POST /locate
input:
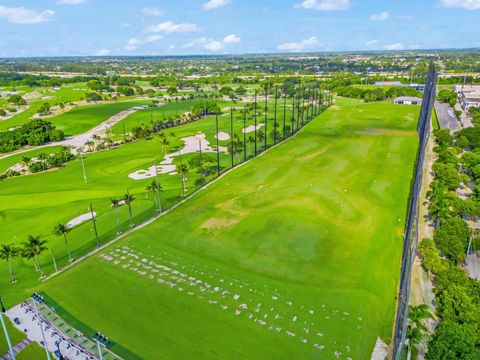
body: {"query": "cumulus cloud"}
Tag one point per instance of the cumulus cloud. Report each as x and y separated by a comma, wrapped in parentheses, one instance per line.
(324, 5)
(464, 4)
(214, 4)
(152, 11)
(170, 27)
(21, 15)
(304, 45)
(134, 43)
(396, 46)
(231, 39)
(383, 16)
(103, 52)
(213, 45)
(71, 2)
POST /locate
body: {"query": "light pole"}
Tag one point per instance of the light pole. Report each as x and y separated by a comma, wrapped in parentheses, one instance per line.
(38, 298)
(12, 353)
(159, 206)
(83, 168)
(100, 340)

§

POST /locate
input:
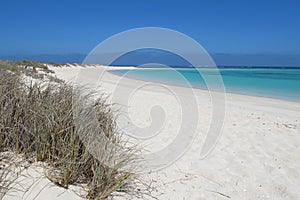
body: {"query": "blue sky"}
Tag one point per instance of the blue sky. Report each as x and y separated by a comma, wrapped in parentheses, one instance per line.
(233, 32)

§

Which lines in the rows above contain the string "instance"? Return each of those lines in full.

- [Output for this exercise]
Tag one point per instance of the cumulus cloud. Report each as x and y separated by a comma, wrapped in parentheses, one instance per line.
Tag one point per instance of the light pole. Report each as x and y separated by a comma, wrapped in parentheses, one instance per line.
Tag one point per instance of the blue sky. Report each as x and y separated by a comma, wrapped in parentheses, one instance per line.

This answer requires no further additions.